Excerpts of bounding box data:
☆ ☆ ☆ ☆
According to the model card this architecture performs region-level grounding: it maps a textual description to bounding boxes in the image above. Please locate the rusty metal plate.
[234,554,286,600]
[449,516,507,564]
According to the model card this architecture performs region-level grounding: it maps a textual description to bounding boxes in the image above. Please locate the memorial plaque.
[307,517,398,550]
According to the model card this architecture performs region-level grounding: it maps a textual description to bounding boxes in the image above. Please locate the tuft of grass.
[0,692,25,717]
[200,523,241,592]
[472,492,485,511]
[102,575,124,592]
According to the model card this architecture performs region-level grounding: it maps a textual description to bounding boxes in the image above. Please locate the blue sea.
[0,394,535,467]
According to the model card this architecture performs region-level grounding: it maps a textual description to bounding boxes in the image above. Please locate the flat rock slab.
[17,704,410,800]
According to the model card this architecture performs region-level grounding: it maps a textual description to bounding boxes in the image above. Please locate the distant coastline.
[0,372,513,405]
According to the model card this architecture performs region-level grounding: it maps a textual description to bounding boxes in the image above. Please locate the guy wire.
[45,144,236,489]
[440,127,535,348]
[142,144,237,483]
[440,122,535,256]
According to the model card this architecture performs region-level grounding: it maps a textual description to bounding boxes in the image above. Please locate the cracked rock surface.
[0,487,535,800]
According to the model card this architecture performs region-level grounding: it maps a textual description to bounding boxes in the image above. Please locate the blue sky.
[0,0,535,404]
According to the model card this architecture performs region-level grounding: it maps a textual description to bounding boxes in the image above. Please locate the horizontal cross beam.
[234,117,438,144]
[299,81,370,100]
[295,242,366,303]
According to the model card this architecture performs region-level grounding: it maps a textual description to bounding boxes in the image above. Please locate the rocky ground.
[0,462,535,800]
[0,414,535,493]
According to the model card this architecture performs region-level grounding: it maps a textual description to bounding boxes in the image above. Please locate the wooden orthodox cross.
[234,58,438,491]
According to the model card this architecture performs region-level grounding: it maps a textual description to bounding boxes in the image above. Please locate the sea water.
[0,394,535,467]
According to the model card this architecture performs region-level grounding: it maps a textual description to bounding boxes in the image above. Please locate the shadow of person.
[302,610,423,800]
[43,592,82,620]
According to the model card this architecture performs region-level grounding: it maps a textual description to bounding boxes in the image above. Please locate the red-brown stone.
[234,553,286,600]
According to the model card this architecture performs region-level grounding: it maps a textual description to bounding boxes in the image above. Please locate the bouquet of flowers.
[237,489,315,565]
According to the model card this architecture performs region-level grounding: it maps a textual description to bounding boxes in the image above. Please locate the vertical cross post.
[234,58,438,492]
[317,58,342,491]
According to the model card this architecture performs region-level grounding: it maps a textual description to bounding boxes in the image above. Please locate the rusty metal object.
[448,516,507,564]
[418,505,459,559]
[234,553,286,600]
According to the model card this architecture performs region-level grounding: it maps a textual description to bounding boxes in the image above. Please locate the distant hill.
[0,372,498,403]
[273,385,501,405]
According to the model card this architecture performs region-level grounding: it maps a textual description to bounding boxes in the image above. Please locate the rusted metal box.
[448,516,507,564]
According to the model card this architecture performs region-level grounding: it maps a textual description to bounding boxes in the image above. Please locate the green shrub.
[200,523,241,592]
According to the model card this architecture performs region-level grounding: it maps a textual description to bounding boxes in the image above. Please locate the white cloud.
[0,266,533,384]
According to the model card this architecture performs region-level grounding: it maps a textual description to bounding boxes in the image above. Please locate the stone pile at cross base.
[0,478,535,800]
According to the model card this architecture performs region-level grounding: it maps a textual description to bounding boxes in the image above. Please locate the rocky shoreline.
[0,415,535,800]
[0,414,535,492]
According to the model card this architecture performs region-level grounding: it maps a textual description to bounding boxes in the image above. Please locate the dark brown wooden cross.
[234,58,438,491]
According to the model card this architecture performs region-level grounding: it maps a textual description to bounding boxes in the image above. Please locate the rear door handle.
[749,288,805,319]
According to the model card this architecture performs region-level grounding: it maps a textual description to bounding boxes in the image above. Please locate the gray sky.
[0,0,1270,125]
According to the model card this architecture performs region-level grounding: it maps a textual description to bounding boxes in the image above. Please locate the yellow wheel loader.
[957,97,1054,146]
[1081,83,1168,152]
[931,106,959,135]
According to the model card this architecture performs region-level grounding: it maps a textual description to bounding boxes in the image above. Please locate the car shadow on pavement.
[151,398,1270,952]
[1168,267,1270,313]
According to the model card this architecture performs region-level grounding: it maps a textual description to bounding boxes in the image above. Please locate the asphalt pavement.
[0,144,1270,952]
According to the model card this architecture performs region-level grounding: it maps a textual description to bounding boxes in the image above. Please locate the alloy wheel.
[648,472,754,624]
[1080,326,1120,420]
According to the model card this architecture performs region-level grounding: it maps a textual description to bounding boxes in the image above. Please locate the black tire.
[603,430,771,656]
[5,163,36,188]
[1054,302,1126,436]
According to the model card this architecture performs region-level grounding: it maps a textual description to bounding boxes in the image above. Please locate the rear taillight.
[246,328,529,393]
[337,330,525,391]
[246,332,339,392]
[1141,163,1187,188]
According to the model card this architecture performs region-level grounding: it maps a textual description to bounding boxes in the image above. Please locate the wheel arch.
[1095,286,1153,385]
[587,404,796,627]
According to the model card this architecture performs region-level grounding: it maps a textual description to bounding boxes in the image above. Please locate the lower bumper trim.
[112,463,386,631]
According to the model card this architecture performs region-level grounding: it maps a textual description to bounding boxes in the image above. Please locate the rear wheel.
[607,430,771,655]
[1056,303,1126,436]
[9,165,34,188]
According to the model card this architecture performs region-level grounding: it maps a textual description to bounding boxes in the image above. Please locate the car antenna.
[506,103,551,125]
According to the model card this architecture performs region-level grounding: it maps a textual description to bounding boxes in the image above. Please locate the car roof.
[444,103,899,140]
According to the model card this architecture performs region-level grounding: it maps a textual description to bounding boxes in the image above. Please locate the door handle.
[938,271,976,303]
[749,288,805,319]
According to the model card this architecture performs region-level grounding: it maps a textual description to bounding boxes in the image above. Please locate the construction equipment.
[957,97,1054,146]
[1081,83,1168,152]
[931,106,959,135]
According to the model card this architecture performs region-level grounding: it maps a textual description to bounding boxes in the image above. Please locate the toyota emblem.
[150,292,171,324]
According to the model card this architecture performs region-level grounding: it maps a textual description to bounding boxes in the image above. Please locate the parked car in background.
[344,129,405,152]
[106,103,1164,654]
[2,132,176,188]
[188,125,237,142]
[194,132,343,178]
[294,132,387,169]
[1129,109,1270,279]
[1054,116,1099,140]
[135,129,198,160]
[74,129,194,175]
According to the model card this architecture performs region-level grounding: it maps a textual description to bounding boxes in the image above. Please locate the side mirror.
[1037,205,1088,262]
☆ ☆ ☆ ☆
Written instruction
Rewrite all the lines above as a two-column CSV with the headers text and boxes. Give one row for each line of wording, paired with every coordinate line under it, and put each value in a single quoted field with line breaks changed to spaces.

Solution to this exercise
text,boxes
"According to the model card this architecture performs region-level grounding: it maps a textual description to bounding boxes in the image above. Please locate the rusty metal plate.","[234,554,286,600] [449,516,507,564]"
"According to the model card this architecture performs region-level grounding: it maps a textual description to bounding boxes in the image above. Please locate the memorial plaque.","[307,517,398,550]"
"According to the model card this architecture performs region-level grounding: it maps a textual description to bounding boxes in the image above. Please locate the tuft of grass.","[0,692,25,717] [200,523,241,592] [472,492,485,511] [102,575,124,592]"
"According to the model card this architecture performs region-level grounding: it maps a textual description to bounding boxes in the image above. Please locate the blue sea.","[0,394,535,467]"
"According to the model card this architecture performs region-level grounding: it maps a textual description to bounding boxes in the image above. Please locate the flat rock slab.","[17,704,410,800]"
"According to the model card this architecture performs region-level grounding: it maps a textual description to bounding boxes in the image above. Please locate the distant coastline.","[0,372,513,405]"
"According to the model card this architecture performs region-level grounding: it maps a textual description to bounding boxes in the image above. Please locate the guy wire.","[45,144,236,489] [440,127,535,348] [142,144,237,483] [440,122,535,256]"
"According to the model card this architecture performs region-level grounding: it maps a textual description to bounding boxes in the image above. Please locate the cracked rock surface.","[0,487,535,800]"
"According to the model card this architecture performs region-level grounding: it maps a textual description to bounding boxes in the image above. Please locate the blue sky.","[0,0,535,404]"
"According to the model card this architecture performs region-level grounding: it maps a textual description to bounding boxes in the image above. Please locate the horizontal cross beam.","[234,117,438,144] [299,81,370,100] [295,242,366,303]"
"According to the model card this architecture performs region-level grounding: it maps a textual description to bounding boxes in the image above. Please locate the rocky ground.","[0,462,535,800] [0,414,535,493]"
"According to the model card this architecture performs region-level grounding: it maps a textual description to bounding boxes in the image above. Please locate the wooden orthodox cross.","[234,58,438,491]"
"According to the model card this architecture performs region-level grounding: it maps a textual description to bounding boxes in the image above. Please locate the sea water.","[0,394,535,467]"
"According to the model card this architecture performs region-level grounding: it maps a textual description to bounding boxes in the image above. Please locate the shadow of person.","[302,610,423,800] [43,592,82,620]"
"According to the model card this architecture performs region-level grounding: it maps a textual description to bounding boxes in the image above. Please locate the red-brown stone.","[234,553,286,600]"
"According to the model card this architecture performs region-level grounding: it maps a textual description to bounding boxes in the image above. Please locate the bouquet of flowers.","[237,489,315,565]"
"According to the model card this architecture performs region-level grounding: it maps a textual description to bounding boxes in the image above. Please locate the vertical cross post.","[234,58,438,492] [317,58,342,491]"
"According to the model card this architecture performs region-level grounding: it maps a textual description to bounding boxes in the image above. Please locate the rusty metal object.","[448,516,507,564] [418,505,459,559] [234,553,286,600]"
"According to the model card this architecture performs region-level grounding: it maps a textual description to bounding boxes in the image above. Please locate the distant hill.","[0,372,498,403] [273,385,501,405]"
"According to the model card this architecture performs region-level grounding: it maps a textual description to bounding boxes in the image above. Please locate the rusted metal box.","[448,516,507,564]"
"According to the model card this architecture performs region-level grounding: it maps a textual description to bounding boxes in the image above. Please locate the green shrub.","[200,523,241,592]"
"According to the model card this architecture performs region-level grounding: it maps a textual description to bounding boxes in the image above. Please locate the white cloud.","[0,266,533,384]"
"According to the model card this architecture performs region-level grounding: it maps a textual description to bounding boxes in the image above. Please locate the stone pile at cross base.","[0,478,535,800]"
"According to the model card this architecture performs region-level grounding: it maps a textual description to bounding boxes in the image above. Please locate the rocky shoreline.","[0,415,535,800] [0,414,535,492]"
"According to the model card this architecture performs region-level grounding: it maps a textual description to bounding boxes in the image above. Please locate the dark brown wooden cross.","[234,58,438,491]"
"According to the model card this architecture performs region-level grounding: it maps a textual description to bounding boxes in the image above. Please locate the rear door handle.","[749,288,805,319]"
"According to the model card this architecture performs region-level grounding: it maps a textual description to bounding boxes in the image above. Please locate the gray sky.","[0,0,1270,125]"
"According to the model card this architecture performs region-level grounding: it maps a textual description to bounding boxes in the image above. Please locate the yellow wheel loader.","[957,97,1054,146] [1081,83,1168,152] [931,106,959,135]"
"According to the model card this architecture performs region-level grounding: it maps a textual description to bounding boxes in the image above. Please locate the car shadow on pavement.","[151,398,1270,952] [1168,267,1270,313]"
"According to the model card this architecture performs region-level grounding: it maps a textual description to bounding boxes in the image above. Please locate the asphalt pavement.","[0,144,1270,952]"
"According to the model card this architecture performs region-level grounding: it maps a textual description to bounding boxes in the image above. Please locate the alloy wheel.","[648,472,754,624] [1080,326,1120,420]"
"According to the model card this architecture performs region-level grounding: it maps a textual description to bounding boxes in the image above. Please locate the black tire.","[603,430,771,656] [5,163,36,188] [1054,302,1126,436]"
"According to the model card this architecture performs region-level grounding: it maps a textual description to bounding boxes in the image above. Please locate the rear taillight.","[246,328,529,393] [337,330,525,391] [246,332,339,392] [1141,163,1187,188]"
"According to the model card this architecture performs region-level grounding: it maps a textual description to bounding boxes in the image above. Please locate the wheel arch.","[1095,286,1153,385] [587,404,796,627]"
"According to the model card this architecture performs region-level grounding: it maps a textual description to bounding boxes in the image above. Please locate the lower bumper trim.","[112,463,386,631]"
"According to the model card this architecture performs region-level grounding: it maps a textual description to bounding boxes in the image above. Please locate the rear wheel.","[607,430,771,655] [1056,303,1126,436] [9,165,34,188]"
"According to the model card this architecture performs region-level grounding: it maps a textual description to bounding boxes in the image above. Please locate the car antenna.","[506,103,551,125]"
"According to the model card this architecture performs region-level grounding: it maps a textual description to bounding boxes in the image above. Please locate the car roof.","[444,103,899,140]"
"According to the model card this architecture performs region-level grounding: it maps a textual description to bounding boxes in the image above. Please locate the door handle.","[938,271,976,303] [749,288,805,319]"
"According to the model card this architecture performs region-level grounding: it maps a textual description to bounding boxes in the image above. Please locate the construction equipment.","[957,97,1054,146] [1081,83,1168,152] [931,106,959,135]"
"According to the model card this architecture performs region-level grounding: it maps a textual description to bounding boxes in the image above. Please locate the toyota emblem.","[150,292,171,324]"
"According to the model card this architecture performs region-level grounding: it maps a textual description to bounding boxes in the image above. Please locate the parked car in background.","[344,129,405,152] [106,103,1164,654] [2,132,176,188] [188,125,237,142] [194,132,343,178] [294,132,387,169] [1129,109,1270,279] [1054,116,1099,140] [135,129,198,160] [74,129,194,175]"
"According to the model card this architecture performs region-level grounding: it maps a textual description to bounding boxes in the image above. Please locate the side mirror.","[1037,205,1088,262]"